◆ Exercise instructions ◆
Give every line of the entries below as a numbered list, leaving out any blank lines.

[start of Material provided]

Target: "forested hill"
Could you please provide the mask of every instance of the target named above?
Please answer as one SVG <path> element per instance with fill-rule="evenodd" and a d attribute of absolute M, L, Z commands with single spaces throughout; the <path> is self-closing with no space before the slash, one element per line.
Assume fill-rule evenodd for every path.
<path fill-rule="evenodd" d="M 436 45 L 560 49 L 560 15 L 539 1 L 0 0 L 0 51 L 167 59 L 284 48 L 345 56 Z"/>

[end of Material provided]

◆ Expected output ◆
1. Target: "forested hill"
2. Could you please provide the mask of every instance of the target named above?
3. Please answer as one SVG <path> element per instance with fill-rule="evenodd" and a d attribute of absolute M, L, Z commands with single spaces throughout; the <path> is self-closing with no space before the slash, one element per line.
4. Assume fill-rule evenodd for every path.
5. <path fill-rule="evenodd" d="M 436 45 L 560 49 L 560 15 L 539 1 L 0 0 L 0 51 L 167 59 L 284 48 L 345 56 Z"/>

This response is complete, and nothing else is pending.